EXTRACT TO READ:
== Segment start ==

Harmonic Imaging of the Vertebrobasilar System

Abstract

Background and Purpose Gas bubbles of ultrasound contrast agents resonate at frequencies used for diagnostic ultrasound and produce harmonics or multiples of the transmitted frequency. Processing of the second harmonic frequency results in a reduction of the signal-to-noise ratio and the signal-to-tissue artifacts. This study is the first to evaluate second harmonic imaging in the cerebral circulation. Methods We used a duplex system (HP SONOS 2500) in connection with a 1.8/3.6-MHz (second harmonic) and a 2.5-MHz (conventional) sector transducer. Levovist (6.5 mL; 400 mg/mL) was injected intravenously for second harmonic and conventional color duplex imaging in 13 healthy volunteers (age range, 23 to 34 [median, 29] years). Results When second harmonic imaging was compared with conventional color duplex imaging, more cerebellar arteries were detected (35 versus 31), the duration of blooming artifact was significantly reduced (7.9 versus 29.9 seconds; P =.03), and the duration of diagnostically useful signal enhancement was increased (248.5 versus 117.4 seconds; P =.0003), but the maximal investigation depth was reduced (8.4 versus 9.3 cm; P =.001). When conventional and second harmonic duplex were compared, there was a significant ( P <.04) difference in the systolic blood flow velocity in the vertebral and basilar arteries. Conclusions Second harmonic color duplex imaging in the vertebrobasilar system increases the time of diagnostic useful signal enhancement and produces a better spatial resolution compared with conventional color duplex imaging.

== Segment end ==

TASK REQUIREMENTS: In the abstract on harmonic imaging of the vertebrobasilar system, what maximal investigation depth was reached with second harmonic imaging, and what was it with conventional color duplex imaging?

GIVEN INFORMATION:

== Segment start ==

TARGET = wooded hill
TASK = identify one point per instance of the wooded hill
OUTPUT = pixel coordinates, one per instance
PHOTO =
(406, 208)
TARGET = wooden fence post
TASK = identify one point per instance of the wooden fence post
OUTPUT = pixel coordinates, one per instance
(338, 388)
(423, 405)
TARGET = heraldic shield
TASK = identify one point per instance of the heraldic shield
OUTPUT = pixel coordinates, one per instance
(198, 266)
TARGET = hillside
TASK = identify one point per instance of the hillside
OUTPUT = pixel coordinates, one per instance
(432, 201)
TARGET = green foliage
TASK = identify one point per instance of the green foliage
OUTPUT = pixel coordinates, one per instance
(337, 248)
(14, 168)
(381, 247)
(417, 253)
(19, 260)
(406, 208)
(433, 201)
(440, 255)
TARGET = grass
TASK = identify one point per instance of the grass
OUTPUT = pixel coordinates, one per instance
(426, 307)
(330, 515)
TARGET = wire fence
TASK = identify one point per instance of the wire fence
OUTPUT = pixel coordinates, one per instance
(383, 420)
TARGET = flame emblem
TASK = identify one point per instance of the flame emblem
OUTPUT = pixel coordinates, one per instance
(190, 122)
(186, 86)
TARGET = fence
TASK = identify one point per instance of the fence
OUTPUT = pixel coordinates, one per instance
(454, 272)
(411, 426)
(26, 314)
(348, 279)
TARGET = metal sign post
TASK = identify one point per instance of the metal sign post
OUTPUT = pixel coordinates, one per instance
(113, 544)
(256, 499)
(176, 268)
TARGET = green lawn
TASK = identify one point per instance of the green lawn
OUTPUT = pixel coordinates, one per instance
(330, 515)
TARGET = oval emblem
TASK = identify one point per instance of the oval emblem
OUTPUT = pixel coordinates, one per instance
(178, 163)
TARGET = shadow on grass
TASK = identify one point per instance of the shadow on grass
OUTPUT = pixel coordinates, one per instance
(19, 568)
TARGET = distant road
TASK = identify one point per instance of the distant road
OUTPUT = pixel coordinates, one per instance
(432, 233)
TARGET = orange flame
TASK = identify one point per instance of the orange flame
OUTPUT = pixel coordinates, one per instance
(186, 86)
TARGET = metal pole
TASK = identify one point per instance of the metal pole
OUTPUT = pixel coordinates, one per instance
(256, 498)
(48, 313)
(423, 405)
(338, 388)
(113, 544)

== Segment end ==

OUTPUT FOR THIS EXERCISE: 8.4 cm with second harmonic imaging, compared with 9.3 cm with conventional color duplex imaging.